> Work required:
Isolate every line in the records below with "wheel" in it.

BEGIN Information supplied

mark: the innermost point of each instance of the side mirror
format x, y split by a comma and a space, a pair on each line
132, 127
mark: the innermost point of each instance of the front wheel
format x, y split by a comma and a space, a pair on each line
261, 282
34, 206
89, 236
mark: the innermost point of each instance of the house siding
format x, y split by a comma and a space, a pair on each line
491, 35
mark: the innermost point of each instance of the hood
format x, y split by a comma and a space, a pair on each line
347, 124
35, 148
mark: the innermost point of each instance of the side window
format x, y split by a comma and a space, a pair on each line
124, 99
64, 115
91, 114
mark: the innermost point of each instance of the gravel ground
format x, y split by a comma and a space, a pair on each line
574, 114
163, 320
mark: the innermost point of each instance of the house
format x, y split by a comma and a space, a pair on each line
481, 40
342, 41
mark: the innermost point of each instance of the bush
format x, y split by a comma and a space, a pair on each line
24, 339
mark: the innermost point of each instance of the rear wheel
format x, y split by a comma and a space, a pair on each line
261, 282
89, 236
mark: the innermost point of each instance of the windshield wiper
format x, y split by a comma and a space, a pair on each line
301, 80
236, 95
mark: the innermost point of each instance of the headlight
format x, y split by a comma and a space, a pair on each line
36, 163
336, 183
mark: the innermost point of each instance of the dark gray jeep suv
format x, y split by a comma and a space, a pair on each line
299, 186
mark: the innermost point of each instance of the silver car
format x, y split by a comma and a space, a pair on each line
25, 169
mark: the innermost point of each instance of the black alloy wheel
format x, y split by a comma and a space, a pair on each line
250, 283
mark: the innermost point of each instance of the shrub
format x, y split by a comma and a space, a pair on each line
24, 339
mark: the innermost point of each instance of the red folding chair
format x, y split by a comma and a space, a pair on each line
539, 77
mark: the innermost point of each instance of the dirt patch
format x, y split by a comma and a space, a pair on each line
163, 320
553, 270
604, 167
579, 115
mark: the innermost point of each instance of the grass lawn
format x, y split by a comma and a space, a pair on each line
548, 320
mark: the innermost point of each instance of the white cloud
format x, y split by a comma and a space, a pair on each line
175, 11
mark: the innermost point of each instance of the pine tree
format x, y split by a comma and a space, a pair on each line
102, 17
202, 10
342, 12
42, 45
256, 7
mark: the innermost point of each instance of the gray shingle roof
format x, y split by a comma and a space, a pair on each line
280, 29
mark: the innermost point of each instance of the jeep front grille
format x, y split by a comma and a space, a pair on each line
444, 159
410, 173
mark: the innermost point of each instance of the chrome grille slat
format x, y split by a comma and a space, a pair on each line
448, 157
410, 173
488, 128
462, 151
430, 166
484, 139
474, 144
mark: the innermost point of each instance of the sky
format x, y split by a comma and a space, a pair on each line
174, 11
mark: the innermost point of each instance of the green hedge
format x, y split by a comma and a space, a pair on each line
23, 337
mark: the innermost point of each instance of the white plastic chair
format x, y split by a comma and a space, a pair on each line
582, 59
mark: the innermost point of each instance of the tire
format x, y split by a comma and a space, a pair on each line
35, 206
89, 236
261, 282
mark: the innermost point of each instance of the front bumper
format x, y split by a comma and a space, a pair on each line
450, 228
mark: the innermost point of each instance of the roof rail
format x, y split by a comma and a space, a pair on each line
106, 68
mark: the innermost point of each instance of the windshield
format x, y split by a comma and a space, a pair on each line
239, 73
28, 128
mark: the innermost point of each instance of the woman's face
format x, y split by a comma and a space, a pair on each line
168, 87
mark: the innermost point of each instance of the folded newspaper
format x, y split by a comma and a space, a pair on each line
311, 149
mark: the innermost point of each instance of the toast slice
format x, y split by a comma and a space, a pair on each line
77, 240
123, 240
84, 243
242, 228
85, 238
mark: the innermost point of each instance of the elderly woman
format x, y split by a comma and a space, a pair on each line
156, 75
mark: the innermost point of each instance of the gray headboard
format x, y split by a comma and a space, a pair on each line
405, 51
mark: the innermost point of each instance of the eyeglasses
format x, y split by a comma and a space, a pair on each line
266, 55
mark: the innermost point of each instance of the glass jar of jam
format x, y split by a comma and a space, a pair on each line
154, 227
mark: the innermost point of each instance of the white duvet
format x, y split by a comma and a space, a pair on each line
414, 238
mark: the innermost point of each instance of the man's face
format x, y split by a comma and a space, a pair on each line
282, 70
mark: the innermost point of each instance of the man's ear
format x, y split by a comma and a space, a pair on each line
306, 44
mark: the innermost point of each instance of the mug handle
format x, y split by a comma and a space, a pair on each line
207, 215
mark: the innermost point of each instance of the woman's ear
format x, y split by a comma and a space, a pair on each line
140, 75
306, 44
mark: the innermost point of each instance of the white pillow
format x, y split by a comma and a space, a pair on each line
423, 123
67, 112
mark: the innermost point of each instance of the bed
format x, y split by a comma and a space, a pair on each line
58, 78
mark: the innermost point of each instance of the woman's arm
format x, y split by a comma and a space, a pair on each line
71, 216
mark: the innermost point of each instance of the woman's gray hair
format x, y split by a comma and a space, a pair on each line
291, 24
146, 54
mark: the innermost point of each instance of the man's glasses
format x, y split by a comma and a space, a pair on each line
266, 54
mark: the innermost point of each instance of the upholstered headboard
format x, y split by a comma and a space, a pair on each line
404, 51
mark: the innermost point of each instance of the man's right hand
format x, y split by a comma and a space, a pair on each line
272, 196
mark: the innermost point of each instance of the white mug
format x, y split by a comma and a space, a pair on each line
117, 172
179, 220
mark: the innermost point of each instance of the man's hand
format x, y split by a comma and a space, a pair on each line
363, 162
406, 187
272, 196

END Information supplied

> Answer space:
mark: the innermost point of each instance of the front wheel
mark: the innermost point of each instance of the rear wheel
mark: the innermost point of each instance of the black alloy wheel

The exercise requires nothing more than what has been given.